| Zu bearbeitende Aufgabe |
Aktualisieren Sie im Textauszug über Stefan Zweig den Abschnitt, der mit den Worten beginnt, in denen „Mittwoch, 24. April“ steht, und mit „Zweig (Sonderzahl Verlag)“ schließt, indem Sie „Essayband“ durch „Sammelband“ ersetzen. Geben Sie diesen Abschnitt in der geänderten Fassung vollständig wieder.

| Ausgewählter Textauszug |
:::::

Mittwoch, 24. April 2024

Archiv

Politische Essays
Stefan Zweigs Wandlung zum Pazifisten

Stefan Zweig war einer der erfolgreichsten deutschsprachigen Schriftsteller im Exil, galt aber bislang als unpolitischer Autor und Zauderer. Ein neuer Essayband mit weitgehend unbekannten Texten differenziert dieses Bild - und zeigt ihn als Pazifisten und überzeugten Europäer.

Von Angela Gutzeit | 11.02.2020
Der Schriftsteller Stefan Zweig
Mischte sich unermüdlich ein und nahm Stellung zu den gewaltigen Umbrüchen seiner Zeit: Stefan Zweig (Sonderzahl Verlag)

:::::

| Gespeicherte Daten |
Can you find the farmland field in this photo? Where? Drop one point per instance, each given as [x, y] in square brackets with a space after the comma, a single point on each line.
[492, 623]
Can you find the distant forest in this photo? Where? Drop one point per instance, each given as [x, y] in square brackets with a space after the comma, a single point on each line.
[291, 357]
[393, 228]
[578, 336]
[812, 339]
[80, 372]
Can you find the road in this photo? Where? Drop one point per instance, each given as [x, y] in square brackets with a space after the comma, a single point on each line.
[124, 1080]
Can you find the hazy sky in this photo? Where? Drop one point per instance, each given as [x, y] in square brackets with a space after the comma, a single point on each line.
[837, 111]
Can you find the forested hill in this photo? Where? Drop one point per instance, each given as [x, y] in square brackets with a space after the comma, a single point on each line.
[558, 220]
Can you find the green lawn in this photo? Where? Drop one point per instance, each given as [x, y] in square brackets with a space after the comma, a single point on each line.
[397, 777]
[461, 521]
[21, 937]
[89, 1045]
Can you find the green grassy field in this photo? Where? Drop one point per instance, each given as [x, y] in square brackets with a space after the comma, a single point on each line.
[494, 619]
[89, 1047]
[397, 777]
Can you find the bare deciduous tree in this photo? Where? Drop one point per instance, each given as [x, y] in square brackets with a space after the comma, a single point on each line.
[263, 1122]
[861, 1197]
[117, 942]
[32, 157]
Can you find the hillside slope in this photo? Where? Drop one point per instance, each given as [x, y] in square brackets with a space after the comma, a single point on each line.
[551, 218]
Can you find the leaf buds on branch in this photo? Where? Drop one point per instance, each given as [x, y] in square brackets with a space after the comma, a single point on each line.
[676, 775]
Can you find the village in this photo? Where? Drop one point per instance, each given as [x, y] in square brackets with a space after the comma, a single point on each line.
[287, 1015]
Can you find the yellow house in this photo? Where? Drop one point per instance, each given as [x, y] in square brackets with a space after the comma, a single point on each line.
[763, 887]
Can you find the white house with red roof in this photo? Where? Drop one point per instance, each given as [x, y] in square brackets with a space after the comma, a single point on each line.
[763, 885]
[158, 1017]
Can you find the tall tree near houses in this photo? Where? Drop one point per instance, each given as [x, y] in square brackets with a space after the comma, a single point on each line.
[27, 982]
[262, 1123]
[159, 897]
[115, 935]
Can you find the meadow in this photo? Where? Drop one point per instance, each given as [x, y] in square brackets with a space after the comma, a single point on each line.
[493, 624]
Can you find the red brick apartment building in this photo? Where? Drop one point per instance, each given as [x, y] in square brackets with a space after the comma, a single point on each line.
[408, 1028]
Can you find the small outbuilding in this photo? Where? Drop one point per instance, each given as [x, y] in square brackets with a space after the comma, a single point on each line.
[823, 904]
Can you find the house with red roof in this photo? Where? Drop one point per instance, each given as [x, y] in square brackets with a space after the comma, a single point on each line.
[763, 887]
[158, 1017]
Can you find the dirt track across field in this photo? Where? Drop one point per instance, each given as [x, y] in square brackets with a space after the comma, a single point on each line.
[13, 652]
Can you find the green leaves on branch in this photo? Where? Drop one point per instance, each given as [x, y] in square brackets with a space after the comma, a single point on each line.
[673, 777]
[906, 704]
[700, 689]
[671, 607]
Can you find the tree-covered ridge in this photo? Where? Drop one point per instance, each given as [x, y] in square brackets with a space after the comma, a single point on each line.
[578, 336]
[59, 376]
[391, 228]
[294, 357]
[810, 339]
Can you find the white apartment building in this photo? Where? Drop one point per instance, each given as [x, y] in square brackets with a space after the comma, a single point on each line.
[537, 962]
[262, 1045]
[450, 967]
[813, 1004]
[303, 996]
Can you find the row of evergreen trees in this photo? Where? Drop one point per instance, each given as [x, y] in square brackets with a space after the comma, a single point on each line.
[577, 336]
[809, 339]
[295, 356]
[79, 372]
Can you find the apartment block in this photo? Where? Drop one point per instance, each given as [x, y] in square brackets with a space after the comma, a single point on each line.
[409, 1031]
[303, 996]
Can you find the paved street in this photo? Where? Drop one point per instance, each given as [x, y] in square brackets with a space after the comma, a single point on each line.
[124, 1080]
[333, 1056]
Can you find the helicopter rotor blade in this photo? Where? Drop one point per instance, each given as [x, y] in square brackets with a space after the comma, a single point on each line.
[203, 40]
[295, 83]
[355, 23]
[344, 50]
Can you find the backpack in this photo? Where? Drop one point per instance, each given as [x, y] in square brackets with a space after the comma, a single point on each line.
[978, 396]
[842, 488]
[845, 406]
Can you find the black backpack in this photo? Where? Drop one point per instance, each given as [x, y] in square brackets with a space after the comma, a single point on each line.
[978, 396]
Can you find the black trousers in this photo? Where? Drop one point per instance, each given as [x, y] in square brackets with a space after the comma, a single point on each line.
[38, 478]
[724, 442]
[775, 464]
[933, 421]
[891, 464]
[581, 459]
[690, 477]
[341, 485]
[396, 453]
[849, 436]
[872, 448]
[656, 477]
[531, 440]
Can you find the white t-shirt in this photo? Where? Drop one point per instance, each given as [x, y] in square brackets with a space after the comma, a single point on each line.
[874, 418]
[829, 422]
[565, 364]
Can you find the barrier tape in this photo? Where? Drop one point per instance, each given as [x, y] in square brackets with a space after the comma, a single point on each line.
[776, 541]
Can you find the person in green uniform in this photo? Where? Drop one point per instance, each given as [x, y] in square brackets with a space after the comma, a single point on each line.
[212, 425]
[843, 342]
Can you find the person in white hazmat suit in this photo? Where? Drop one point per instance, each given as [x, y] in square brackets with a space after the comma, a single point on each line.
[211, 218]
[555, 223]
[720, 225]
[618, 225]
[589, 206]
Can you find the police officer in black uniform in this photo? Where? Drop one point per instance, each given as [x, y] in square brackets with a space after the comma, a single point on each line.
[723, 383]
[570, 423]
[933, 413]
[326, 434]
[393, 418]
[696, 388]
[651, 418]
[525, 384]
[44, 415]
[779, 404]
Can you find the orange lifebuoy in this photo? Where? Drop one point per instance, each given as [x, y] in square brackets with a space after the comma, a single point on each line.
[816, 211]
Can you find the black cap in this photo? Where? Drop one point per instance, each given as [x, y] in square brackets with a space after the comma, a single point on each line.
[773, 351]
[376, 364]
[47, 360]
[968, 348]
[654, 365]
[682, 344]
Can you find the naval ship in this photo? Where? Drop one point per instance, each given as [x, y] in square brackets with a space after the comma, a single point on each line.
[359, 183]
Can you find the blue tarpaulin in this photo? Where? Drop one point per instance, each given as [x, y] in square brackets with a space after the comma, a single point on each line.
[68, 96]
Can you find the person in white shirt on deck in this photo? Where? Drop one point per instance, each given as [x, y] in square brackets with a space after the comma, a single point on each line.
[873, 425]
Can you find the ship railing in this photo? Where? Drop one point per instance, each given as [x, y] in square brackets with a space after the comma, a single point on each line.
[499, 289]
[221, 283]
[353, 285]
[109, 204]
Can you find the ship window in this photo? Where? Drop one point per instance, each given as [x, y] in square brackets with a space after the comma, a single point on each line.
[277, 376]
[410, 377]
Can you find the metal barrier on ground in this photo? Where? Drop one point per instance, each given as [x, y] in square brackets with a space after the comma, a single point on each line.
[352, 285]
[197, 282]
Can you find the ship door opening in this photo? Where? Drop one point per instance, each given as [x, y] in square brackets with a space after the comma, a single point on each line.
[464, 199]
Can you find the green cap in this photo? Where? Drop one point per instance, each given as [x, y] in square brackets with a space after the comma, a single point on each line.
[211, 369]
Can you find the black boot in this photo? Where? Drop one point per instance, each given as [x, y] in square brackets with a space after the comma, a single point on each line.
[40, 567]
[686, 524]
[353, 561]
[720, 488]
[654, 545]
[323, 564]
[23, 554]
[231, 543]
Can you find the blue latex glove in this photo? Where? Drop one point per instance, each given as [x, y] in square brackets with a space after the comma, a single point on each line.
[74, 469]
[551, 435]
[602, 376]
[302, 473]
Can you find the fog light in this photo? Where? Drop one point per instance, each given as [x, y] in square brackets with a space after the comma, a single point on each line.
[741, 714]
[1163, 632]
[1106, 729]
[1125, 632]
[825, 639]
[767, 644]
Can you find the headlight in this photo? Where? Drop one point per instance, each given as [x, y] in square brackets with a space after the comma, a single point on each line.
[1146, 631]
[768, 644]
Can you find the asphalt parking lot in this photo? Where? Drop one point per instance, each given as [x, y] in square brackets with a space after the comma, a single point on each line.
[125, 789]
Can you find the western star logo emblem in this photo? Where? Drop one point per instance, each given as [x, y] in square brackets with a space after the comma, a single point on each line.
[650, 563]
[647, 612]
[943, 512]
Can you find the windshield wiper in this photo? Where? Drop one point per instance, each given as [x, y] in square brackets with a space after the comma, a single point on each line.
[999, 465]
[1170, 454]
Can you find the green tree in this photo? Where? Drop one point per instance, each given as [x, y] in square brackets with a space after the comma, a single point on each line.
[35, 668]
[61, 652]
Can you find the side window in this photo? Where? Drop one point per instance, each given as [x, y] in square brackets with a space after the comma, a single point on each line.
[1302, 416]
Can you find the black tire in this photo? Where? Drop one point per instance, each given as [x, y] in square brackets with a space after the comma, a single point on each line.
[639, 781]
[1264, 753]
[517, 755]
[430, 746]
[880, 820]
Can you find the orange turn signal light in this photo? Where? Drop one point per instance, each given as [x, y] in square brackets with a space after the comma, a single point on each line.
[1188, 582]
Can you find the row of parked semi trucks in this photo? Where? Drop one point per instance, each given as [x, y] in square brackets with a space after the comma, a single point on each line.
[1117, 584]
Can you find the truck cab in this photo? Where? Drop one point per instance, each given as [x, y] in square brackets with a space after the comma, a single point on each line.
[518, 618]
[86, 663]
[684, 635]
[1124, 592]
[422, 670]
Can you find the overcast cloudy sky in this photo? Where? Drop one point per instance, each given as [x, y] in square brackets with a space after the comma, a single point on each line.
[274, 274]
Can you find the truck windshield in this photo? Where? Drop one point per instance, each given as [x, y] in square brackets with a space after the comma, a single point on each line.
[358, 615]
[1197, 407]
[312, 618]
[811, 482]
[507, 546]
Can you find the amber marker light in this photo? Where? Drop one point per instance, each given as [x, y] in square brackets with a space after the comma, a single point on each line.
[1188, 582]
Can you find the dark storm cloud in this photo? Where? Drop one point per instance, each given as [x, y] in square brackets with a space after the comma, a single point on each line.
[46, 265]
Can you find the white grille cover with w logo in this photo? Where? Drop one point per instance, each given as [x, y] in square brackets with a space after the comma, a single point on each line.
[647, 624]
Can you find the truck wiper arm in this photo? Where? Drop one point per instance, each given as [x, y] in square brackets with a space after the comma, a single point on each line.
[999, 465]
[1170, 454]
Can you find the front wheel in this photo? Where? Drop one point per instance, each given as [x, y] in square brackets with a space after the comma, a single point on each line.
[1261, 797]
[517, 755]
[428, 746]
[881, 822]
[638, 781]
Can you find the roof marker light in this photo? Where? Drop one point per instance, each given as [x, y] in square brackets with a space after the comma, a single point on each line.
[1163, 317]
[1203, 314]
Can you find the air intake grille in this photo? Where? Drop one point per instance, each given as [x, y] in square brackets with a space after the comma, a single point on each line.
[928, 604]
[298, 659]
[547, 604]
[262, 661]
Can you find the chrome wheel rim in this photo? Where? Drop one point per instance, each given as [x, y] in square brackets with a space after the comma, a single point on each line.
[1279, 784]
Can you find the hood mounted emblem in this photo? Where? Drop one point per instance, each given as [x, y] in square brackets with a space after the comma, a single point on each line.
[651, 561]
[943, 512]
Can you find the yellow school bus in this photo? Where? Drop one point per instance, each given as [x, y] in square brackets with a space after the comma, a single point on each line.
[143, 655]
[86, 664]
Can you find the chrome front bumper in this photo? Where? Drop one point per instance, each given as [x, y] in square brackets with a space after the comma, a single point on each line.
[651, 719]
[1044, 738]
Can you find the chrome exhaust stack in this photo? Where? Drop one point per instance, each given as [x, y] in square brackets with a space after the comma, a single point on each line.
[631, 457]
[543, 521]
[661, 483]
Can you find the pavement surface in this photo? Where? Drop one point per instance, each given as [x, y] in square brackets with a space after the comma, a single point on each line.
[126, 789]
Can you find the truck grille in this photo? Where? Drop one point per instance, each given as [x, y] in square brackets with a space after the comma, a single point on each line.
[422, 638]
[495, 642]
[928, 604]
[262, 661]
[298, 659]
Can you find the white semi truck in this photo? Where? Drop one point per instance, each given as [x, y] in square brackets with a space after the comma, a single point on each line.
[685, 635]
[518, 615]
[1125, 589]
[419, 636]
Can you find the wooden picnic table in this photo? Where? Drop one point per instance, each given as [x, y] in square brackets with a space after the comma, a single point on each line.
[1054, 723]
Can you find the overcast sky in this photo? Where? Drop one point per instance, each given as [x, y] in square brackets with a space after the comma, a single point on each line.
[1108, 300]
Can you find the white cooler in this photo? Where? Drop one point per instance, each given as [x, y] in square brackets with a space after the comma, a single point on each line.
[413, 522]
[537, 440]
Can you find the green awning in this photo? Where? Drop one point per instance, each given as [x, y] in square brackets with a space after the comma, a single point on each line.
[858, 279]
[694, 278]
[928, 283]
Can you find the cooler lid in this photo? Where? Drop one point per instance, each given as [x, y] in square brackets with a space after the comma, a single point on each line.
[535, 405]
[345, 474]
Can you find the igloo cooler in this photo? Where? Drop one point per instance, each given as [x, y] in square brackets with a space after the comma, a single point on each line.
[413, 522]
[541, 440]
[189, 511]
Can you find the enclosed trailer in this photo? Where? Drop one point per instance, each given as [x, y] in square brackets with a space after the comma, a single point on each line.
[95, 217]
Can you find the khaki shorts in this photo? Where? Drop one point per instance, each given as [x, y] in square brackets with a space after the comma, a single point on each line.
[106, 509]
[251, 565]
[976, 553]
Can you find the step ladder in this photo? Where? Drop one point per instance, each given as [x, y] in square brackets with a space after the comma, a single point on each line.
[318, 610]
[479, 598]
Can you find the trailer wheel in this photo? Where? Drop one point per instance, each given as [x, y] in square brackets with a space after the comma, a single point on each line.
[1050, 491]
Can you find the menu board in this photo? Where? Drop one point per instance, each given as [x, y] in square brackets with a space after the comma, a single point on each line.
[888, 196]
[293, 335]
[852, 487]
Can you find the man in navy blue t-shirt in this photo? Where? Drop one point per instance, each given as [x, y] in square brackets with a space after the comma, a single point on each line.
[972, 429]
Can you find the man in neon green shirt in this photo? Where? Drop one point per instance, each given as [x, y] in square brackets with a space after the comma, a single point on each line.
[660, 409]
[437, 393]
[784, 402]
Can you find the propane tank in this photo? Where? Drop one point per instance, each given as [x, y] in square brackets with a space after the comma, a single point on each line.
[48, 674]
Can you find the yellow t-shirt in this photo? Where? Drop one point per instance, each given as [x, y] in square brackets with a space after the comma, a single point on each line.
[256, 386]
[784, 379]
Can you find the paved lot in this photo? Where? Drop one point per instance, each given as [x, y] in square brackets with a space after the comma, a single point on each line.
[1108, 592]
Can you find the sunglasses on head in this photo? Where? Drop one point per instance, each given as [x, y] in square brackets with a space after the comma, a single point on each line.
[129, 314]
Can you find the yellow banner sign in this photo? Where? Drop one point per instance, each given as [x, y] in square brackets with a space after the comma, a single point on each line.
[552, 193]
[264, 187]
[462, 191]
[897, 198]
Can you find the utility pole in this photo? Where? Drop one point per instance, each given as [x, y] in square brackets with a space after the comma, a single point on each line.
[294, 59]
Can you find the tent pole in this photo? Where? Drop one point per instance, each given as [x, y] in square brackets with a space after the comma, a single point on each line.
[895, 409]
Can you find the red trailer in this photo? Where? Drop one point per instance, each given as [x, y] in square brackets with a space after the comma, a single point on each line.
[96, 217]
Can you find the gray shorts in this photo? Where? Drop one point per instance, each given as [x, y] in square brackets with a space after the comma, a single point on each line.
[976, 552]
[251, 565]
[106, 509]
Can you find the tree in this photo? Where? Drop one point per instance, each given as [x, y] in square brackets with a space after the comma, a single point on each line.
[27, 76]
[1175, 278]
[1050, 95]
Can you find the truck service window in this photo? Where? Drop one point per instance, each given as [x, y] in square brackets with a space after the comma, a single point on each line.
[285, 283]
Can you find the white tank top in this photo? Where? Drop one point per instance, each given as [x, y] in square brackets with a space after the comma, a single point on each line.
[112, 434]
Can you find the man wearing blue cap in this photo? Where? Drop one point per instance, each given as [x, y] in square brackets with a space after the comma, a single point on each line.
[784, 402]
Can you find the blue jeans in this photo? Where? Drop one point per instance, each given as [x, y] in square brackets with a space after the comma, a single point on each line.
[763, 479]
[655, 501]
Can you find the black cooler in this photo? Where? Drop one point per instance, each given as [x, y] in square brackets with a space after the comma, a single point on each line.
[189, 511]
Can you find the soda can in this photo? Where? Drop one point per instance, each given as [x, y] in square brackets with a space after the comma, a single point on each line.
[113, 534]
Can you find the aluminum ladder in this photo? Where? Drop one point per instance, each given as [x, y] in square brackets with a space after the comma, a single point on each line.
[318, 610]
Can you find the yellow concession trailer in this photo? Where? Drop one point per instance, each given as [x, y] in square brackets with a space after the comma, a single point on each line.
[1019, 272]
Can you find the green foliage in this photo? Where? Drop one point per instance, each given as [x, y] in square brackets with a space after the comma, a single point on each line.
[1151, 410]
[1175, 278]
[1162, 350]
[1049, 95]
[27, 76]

:::::

| Ergebnis der Aufgabe |
Mittwoch, 24. April 2024

Archiv

Politische Essays
Stefan Zweigs Wandlung zum Pazifisten

Stefan Zweig war einer der erfolgreichsten deutschsprachigen Schriftsteller im Exil, galt aber bislang als unpolitischer Autor und Zauderer. Ein neuer Sammelband mit weitgehend unbekannten Texten differenziert dieses Bild - und zeigt ihn als Pazifisten und überzeugten Europäer.

Von Angela Gutzeit | 11.02.2020
Der Schriftsteller Stefan Zweig
Mischte sich unermüdlich ein und nahm Stellung zu den gewaltigen Umbrüchen seiner Zeit: Stefan Zweig (Sonderzahl Verlag)